• PROBLEM DETAILS
Collect every line of the data below that contains the string "driver", treating uppercase and lowercase letters as different.

____ DATA ENTRIES

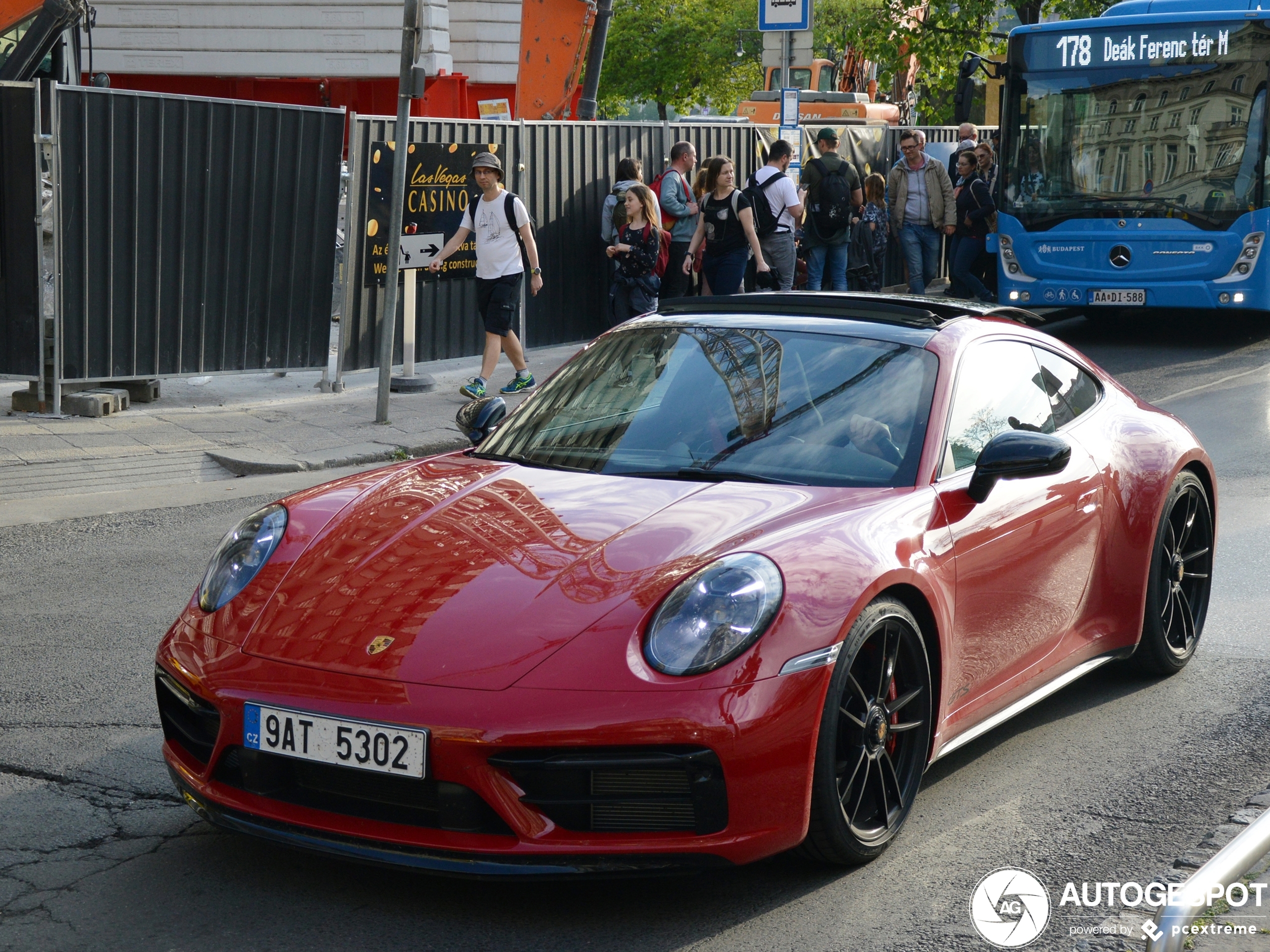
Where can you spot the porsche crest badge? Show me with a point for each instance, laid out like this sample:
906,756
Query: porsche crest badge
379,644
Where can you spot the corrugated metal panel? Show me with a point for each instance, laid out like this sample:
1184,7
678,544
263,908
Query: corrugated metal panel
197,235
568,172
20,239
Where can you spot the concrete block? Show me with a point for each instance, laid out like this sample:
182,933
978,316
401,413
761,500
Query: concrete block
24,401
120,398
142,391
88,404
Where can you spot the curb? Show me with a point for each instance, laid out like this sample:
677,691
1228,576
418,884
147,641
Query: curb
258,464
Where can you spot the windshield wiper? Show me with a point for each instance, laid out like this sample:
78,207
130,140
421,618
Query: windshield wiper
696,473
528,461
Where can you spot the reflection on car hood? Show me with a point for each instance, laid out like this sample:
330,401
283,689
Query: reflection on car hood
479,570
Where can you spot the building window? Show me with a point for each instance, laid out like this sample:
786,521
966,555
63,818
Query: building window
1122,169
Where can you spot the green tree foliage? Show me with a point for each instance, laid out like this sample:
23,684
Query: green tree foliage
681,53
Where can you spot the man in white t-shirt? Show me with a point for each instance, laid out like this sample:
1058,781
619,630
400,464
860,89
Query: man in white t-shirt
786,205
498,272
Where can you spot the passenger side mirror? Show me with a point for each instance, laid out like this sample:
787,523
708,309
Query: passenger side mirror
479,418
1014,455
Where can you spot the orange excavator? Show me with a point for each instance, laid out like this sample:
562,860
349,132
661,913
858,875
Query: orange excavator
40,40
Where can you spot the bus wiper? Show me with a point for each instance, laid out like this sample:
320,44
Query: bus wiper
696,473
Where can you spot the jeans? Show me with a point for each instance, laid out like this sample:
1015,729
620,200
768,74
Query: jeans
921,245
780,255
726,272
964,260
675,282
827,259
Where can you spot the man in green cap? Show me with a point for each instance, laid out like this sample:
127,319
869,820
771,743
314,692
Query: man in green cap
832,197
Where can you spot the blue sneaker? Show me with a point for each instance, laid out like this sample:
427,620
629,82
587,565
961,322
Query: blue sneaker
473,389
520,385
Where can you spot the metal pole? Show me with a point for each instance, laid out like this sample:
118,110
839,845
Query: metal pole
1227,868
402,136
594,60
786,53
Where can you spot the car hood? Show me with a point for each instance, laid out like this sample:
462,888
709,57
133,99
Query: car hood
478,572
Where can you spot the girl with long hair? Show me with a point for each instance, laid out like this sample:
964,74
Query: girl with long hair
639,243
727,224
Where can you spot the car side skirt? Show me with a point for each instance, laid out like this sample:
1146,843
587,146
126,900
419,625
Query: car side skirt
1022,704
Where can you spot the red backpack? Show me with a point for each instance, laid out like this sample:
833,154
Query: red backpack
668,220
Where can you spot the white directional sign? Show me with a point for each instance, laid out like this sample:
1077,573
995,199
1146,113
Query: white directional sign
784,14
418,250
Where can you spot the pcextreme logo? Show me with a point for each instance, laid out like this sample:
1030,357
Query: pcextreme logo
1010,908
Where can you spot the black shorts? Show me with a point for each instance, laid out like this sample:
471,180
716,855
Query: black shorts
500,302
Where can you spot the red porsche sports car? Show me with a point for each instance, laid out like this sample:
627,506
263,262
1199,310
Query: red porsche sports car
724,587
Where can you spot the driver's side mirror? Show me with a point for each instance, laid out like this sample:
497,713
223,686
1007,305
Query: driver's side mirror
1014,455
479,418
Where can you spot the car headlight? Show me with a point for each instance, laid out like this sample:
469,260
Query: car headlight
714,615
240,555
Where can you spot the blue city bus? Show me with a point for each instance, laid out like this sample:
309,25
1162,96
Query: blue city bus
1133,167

________
____ DATA ENTRIES

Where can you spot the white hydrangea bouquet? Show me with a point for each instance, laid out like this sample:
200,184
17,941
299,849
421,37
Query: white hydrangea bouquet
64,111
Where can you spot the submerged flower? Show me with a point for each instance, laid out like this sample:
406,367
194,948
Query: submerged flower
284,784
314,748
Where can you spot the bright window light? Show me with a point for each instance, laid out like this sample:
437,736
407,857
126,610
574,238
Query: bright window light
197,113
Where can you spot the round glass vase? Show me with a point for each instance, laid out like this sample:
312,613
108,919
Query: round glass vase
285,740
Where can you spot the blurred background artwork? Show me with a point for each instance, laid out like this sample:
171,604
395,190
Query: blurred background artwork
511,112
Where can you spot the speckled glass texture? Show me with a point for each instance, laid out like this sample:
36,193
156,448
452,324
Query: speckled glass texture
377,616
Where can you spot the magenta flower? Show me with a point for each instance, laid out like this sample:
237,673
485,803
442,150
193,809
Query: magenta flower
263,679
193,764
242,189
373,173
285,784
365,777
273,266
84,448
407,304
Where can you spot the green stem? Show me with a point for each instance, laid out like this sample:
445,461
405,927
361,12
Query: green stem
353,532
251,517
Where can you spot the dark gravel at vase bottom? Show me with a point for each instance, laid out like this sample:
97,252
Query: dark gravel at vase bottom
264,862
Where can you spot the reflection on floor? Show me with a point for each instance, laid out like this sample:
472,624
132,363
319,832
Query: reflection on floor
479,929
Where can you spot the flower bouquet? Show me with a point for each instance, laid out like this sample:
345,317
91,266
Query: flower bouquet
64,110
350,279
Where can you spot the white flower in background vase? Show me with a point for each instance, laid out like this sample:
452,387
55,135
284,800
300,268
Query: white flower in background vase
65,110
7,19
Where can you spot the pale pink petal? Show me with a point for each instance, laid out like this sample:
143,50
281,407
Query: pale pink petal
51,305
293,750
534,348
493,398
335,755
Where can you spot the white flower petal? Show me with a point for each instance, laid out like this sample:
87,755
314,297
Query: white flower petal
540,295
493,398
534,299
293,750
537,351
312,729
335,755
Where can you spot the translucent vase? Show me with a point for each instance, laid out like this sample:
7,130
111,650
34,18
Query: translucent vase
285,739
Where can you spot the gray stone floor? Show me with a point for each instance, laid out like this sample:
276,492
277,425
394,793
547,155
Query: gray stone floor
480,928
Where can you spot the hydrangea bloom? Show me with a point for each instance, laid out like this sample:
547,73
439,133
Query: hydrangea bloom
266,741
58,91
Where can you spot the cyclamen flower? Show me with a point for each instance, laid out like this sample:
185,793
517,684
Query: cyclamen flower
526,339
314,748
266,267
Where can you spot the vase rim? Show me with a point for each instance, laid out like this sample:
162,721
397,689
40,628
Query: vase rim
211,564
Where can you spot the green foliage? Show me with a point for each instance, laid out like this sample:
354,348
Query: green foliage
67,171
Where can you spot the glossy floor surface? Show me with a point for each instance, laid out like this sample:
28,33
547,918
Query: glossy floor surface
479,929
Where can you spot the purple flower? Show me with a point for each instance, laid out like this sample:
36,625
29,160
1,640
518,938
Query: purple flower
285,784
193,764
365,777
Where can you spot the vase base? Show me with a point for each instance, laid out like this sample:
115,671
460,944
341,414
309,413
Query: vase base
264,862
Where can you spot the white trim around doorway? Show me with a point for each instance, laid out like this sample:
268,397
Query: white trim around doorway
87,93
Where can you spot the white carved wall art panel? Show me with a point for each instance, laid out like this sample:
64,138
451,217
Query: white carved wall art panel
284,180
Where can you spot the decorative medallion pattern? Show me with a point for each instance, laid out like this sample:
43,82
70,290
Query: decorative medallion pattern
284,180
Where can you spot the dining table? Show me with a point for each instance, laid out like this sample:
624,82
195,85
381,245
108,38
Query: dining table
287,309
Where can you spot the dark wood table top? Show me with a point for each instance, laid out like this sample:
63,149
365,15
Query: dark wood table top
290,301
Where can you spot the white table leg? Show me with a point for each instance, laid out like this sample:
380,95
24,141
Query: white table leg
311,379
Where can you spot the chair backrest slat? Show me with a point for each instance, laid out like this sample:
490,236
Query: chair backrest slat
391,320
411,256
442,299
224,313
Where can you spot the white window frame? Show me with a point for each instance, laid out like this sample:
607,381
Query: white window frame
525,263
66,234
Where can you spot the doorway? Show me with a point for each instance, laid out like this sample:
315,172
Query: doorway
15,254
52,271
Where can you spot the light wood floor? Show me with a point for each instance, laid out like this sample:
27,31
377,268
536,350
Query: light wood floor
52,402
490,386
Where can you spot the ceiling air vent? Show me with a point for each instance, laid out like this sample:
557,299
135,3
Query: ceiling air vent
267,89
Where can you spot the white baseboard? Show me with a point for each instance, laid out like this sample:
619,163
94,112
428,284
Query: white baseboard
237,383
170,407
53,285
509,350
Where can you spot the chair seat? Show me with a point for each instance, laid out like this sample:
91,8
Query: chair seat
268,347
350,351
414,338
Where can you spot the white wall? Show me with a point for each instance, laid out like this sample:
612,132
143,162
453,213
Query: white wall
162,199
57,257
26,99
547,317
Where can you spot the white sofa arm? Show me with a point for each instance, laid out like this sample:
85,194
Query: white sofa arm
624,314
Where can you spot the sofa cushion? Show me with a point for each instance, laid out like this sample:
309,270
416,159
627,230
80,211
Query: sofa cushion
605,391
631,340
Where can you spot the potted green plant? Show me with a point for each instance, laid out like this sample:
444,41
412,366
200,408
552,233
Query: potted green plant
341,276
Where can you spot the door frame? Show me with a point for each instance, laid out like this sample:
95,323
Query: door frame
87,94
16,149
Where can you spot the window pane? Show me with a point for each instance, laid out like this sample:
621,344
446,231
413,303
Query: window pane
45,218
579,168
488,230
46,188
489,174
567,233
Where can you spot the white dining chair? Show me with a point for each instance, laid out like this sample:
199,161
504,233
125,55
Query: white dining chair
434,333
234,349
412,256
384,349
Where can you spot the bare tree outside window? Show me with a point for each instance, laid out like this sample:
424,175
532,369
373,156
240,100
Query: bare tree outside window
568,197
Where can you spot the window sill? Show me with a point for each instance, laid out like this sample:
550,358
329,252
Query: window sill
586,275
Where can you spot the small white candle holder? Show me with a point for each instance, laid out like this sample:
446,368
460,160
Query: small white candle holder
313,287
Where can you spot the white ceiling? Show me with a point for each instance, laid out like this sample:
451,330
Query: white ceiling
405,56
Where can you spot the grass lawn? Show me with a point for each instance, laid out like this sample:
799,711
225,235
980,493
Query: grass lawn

________

• REPLY
Where can you spot the driver's side mirror? Show me with a point for each instance, laid out like this sample:
Query: driver's side mirror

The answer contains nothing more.